== TASK BRIEF ==
Gather every line in the listing below that contains the word "background". Case counts.

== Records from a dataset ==

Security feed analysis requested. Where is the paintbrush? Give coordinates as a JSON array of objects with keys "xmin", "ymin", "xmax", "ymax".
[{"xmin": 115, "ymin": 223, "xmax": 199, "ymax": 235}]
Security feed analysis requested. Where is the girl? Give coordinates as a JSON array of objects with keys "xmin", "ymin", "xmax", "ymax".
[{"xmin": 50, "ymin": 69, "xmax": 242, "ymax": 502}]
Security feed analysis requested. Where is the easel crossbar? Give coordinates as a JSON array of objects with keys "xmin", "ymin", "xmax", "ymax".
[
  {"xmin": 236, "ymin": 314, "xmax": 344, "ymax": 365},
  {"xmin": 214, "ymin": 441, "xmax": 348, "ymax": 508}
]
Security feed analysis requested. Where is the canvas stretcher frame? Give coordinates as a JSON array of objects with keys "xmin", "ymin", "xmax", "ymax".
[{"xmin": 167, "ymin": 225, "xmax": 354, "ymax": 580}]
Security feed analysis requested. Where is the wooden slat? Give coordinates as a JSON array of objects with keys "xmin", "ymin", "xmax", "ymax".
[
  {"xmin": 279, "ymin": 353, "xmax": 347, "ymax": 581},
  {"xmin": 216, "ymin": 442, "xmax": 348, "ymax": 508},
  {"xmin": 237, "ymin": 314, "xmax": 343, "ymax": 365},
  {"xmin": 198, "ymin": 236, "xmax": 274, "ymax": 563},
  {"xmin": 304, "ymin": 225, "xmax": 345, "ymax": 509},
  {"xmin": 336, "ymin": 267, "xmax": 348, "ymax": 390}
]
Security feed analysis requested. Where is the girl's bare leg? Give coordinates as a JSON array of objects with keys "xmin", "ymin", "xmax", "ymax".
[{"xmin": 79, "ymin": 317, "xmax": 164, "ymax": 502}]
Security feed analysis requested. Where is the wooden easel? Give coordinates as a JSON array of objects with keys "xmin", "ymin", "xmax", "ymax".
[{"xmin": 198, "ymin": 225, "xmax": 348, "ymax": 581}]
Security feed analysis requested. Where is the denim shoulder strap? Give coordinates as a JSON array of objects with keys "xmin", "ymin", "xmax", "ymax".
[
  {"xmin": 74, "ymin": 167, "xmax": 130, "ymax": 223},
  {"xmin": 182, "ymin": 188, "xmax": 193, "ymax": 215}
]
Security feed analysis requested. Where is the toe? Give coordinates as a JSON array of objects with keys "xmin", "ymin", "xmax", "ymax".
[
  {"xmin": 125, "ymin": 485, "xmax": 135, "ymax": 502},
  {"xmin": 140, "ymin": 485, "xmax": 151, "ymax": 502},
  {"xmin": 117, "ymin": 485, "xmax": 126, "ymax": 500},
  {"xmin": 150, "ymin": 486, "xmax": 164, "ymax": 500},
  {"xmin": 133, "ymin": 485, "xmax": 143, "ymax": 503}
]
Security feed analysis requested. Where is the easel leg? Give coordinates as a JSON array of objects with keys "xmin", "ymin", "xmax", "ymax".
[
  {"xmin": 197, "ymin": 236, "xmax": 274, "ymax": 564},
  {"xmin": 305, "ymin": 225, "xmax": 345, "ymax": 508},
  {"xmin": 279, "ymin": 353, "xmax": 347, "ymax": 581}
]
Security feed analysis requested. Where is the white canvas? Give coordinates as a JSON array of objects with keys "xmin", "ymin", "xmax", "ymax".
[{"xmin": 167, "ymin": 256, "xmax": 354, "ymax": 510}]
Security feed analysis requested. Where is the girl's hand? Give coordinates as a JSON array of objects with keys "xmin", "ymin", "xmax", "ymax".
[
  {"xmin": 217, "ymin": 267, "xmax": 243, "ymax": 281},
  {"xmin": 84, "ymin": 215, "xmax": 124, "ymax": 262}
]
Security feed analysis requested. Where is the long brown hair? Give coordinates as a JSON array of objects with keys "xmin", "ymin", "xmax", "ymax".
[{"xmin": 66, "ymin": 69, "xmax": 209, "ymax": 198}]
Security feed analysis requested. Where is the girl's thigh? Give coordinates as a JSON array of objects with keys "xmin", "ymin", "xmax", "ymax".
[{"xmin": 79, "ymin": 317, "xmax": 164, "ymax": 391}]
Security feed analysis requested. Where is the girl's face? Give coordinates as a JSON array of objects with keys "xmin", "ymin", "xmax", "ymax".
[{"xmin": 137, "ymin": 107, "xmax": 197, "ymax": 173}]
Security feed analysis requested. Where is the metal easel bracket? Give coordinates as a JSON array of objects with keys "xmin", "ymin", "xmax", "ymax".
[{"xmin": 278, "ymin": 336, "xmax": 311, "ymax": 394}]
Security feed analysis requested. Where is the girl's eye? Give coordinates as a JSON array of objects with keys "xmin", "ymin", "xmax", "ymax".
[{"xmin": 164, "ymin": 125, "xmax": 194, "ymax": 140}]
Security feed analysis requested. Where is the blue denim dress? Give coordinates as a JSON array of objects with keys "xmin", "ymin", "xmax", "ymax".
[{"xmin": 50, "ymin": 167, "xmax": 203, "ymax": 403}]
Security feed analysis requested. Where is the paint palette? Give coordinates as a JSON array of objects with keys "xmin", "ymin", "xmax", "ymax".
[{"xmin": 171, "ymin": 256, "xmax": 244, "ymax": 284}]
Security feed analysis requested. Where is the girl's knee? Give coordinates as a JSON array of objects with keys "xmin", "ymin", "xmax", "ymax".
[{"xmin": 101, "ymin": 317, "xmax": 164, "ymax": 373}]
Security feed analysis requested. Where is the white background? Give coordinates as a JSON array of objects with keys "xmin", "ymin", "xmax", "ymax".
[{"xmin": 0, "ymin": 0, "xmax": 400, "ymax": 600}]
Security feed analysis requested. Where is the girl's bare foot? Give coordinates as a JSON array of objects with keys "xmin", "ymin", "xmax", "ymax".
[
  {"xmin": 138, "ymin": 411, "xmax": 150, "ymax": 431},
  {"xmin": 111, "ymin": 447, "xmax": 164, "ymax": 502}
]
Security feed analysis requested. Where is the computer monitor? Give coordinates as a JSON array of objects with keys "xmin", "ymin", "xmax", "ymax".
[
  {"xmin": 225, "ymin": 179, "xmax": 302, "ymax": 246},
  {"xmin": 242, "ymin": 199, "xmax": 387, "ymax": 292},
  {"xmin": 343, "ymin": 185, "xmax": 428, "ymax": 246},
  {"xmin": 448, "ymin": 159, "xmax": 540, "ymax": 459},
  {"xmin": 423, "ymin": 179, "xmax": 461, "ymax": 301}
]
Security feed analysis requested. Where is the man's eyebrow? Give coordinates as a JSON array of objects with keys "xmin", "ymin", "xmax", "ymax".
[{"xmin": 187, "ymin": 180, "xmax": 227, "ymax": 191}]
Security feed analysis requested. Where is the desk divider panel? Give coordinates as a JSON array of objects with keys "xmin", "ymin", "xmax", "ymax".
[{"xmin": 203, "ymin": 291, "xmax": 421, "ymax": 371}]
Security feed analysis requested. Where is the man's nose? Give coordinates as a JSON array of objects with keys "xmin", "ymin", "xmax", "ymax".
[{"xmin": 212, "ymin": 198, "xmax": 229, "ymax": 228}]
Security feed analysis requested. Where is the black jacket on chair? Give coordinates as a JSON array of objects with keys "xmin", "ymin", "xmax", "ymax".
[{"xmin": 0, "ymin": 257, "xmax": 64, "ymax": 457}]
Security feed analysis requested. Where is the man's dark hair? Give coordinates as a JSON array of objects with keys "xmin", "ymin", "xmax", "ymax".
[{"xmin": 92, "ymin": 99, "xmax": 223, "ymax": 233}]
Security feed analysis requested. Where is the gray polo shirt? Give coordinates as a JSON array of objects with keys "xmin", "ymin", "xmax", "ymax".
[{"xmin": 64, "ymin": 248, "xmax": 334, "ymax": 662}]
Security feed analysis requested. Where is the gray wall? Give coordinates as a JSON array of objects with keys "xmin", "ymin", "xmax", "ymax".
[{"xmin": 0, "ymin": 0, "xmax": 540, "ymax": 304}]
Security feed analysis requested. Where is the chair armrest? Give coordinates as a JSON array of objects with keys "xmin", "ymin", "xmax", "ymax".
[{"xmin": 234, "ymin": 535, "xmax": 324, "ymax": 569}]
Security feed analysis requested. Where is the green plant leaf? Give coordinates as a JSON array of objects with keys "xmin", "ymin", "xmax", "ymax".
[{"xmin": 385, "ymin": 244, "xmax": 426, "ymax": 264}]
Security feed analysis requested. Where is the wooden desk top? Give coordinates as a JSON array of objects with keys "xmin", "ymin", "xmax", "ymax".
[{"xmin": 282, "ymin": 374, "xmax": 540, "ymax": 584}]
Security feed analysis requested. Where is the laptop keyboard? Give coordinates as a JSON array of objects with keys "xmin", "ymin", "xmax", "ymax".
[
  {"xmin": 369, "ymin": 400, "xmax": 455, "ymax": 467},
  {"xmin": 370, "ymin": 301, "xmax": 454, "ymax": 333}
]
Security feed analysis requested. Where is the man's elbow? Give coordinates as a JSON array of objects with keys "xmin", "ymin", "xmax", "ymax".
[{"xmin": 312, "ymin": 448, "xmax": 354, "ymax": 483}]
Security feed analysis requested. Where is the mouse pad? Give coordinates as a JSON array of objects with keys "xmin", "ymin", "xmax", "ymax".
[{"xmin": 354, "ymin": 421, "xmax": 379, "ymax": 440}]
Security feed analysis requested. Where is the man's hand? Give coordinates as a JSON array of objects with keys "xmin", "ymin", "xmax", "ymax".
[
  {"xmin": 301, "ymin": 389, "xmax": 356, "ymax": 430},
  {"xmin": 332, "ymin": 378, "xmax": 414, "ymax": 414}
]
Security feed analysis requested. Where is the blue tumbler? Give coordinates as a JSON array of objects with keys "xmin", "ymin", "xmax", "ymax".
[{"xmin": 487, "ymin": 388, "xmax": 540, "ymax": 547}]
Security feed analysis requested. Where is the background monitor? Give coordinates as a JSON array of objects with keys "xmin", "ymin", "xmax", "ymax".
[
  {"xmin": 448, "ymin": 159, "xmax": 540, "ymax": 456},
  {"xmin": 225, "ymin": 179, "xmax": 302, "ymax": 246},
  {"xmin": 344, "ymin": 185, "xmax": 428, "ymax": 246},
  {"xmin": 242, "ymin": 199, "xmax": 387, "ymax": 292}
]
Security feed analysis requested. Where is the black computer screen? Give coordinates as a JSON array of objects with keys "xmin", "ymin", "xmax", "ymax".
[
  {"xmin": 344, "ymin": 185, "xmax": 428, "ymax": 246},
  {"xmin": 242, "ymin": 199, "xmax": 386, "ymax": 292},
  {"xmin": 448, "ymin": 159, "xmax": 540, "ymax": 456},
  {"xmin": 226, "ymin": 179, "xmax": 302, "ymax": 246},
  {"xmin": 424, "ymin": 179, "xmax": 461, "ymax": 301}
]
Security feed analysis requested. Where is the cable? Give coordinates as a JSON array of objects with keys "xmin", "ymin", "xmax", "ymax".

== FINISHED EXERCISE ==
Security feed analysis requested. Where is the white background? Give coordinates as a JSON array of objects with keys "xmin", "ymin", "xmax", "ymax".
Security feed analysis requested. Where is the background monitor? Give coordinates as a JSON array of objects with keys "xmin", "ymin", "xmax", "ymax".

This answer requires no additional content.